# Article

Friday, February 20, 2009

andrew bird and loney dear @ the orpheum

I'm sure there's such thing as too much good music. Really, I'm sure that at some point the brain overloads -- causing the listener to crave the sweet, sweet pre-fab pop of top 40 or to take to huddling in elevators allowing the unobtrusive soundtrack to soothe his or her over-stimulated ears. After spending Thursday night at the Orpheum, the combined forces of Loney Dear and Andrew Bird brought me close to that precarious edge. But seeing as how I rolled out of bed the next day wanting nothing more than to throw myself ears first into Loney Dear's tour-only albums (reissued copies of his first and second records), I think we can safely assume the worst is behind us. But it was a close call.

Opening the evening was Loney Dear. Confession from your Would-Be Hipster: I was there for him. I know, I know, given my track record of "Scandinavian Appreciation" (trademark pending), this is indeed a shocking moment for us all. And (flame me if you must), I do believe in many ways the unassuming Swede emotionally stole the show. Beginning of the set: an ambivalent half-filled theater, punctuated by random bursts of idle chatter and cell phone lights gyrating to frantic texting. Slowly but surely, Loney Dear's melancholic rock and falsetto took hold. One could almost plot the turning of the tides. The gradual shift of attention to the stage, the increasingly frequent glance up to take note of endlessly catchy "I Am John," the unprecedented willingness of the crowd to sing back up vocals for an opener. By the time Loney Dear mastermind Emil Svanängen stepped away from the mic to sing the chorus of "I Love You," the transformation was complete -- unaided, his voice carried to the end of the theater where, if you were listening carefully you could hear a pin drop. By the end of the set the theater was nearly full with two-thirds of the audience on their feet. A standing ovation? Not bad for the new kid in town.

# Data rows
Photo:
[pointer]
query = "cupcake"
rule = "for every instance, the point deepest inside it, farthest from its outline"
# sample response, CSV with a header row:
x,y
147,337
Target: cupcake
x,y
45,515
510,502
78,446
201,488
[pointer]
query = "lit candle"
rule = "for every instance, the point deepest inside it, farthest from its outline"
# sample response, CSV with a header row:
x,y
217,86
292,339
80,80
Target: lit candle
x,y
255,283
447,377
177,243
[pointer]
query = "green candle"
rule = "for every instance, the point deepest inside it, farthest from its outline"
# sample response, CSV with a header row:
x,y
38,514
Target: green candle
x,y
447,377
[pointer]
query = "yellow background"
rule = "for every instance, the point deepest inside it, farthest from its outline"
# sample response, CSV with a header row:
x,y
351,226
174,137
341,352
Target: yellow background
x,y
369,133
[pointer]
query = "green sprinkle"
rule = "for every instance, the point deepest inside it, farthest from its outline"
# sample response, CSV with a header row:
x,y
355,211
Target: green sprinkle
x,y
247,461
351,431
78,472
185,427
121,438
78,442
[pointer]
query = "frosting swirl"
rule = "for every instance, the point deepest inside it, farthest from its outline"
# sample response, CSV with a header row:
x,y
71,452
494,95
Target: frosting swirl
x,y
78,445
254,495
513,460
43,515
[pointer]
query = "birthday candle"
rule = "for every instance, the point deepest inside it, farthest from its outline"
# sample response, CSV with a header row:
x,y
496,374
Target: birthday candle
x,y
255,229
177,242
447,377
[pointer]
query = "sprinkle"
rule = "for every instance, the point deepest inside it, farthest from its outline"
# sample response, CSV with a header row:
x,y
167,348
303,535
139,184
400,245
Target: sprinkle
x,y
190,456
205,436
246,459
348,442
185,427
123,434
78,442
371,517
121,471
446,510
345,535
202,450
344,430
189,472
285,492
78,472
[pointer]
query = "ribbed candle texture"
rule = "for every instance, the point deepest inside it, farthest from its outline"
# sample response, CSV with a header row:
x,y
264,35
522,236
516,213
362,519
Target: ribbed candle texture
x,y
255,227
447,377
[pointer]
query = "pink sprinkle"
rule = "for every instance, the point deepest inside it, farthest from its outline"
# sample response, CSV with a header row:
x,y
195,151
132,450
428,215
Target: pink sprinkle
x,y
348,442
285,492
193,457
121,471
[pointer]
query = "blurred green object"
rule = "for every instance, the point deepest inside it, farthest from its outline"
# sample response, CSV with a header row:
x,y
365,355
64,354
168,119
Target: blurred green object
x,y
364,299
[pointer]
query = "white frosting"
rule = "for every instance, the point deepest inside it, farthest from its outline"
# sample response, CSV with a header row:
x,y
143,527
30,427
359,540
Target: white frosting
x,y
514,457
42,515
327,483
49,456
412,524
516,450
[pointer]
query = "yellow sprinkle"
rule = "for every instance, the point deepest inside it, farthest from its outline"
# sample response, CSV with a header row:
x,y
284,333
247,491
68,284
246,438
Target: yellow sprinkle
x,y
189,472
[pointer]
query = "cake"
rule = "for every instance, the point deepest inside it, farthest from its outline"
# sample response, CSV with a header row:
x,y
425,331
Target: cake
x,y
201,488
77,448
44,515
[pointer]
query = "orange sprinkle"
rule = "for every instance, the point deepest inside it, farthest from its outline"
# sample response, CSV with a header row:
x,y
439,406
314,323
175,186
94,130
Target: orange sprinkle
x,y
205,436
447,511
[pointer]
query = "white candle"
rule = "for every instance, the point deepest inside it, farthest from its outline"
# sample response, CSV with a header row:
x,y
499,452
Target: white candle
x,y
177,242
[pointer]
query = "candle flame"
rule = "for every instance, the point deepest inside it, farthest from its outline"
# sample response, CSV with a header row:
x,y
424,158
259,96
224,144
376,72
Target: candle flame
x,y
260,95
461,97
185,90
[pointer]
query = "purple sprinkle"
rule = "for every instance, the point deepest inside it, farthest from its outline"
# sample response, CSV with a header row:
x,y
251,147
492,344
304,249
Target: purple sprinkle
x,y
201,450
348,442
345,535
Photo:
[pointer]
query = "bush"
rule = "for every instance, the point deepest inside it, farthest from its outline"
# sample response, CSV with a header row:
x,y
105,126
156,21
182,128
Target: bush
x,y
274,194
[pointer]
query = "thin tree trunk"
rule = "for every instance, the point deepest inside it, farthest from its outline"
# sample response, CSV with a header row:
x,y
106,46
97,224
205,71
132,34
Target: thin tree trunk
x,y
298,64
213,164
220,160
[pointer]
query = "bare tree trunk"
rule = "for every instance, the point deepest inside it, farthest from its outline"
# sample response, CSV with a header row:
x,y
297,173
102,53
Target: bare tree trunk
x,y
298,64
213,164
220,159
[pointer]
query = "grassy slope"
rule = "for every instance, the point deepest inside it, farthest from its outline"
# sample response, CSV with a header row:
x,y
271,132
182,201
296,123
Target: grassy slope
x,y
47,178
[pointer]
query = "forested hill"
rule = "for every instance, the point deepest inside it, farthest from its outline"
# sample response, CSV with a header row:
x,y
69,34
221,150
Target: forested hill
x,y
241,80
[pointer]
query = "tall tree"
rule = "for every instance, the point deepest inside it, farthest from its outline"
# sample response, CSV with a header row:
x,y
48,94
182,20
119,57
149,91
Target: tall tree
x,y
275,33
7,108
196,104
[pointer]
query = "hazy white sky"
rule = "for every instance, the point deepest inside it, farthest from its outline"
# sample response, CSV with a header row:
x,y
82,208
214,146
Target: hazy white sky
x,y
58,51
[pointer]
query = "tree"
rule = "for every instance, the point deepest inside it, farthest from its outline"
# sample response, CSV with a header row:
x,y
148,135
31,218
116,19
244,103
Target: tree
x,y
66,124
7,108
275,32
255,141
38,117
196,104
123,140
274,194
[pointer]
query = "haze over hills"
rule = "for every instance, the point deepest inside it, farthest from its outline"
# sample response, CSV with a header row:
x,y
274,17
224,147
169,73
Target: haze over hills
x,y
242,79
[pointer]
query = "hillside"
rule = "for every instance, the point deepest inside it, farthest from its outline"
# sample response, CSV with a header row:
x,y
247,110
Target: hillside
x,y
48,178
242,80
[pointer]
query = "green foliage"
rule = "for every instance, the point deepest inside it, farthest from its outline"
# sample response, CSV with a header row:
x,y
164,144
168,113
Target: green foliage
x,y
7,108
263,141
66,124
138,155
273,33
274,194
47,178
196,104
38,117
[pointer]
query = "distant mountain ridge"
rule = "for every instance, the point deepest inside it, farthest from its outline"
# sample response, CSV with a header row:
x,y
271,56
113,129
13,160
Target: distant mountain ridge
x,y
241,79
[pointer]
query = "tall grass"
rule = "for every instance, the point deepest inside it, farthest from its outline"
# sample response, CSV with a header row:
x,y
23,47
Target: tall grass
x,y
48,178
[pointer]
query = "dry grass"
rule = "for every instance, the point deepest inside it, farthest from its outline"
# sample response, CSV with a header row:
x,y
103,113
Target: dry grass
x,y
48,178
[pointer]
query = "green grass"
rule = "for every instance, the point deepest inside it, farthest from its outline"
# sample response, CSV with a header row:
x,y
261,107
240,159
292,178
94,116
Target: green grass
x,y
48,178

# Given instruction
Write the next part of the blog post about the Andrew Bird and Loney Dear show at the Orpheum, starting after its last sentence.

# Output for this exercise
Then there was Andrew Bird. Which given his (rightfully) self-assured swagger is really the only introduction he needs. To loud cheers he kicked off his shoes, pursed his lips, and settled down to business. Watching Andrew Bird play is a thing of beauty. Switching between his trademark violin and guitar, band members and whirling gramophone, there's simply a lot of chaos around him. And yet, not only does he recreate and embellish every note -- he manages to do so in a matter that suggests the relaxed posture of a men's attire model.

Of course, you can't review Andrew Bird without discussing his whistling. Amidst all the the aforementioned chaos he whistled a bird. (Yeah I know, cheesy, but sometimes it's important to call a spade a spade, or rather a bird a bird.) I have fond memories of my childhood, where my mother tried and tried again to teach me the finer points of whistling. Thanks to her, today -- if the wind is blowing just right, the stars are aligned and my lips aren't chapped -- I can produce the ghost of a whistle. Thanks mom! Combine this terrible handicap with my well-documented fascination with live sampling and well, Mr. Bird, I tip my metaphorical and physical hats to you. Chirp away.

One of my big concerns was that -- despite several attempts, I just haven't connected with Andrew Bird's new material. Funny then, that one of my highlights of the evening was his rather rocking rendition of "Anonanimal." A new song, and a new favorite. This revelation was surpassed only by set closer "Tables and Chairs." How can you not love a man who closes his show with a carefree mention of snacks at the apocalypse? Yeah, that's right, you can't.

(photo Andrew Bird: Cameron Witting)

mp3: "Plasticities (live)" by Andrew Bird
mp3: "I Am John (live)" by Loney Dear
mp3: "Airport Surroundings" by Loney Dear

1 comment:

impossible city said...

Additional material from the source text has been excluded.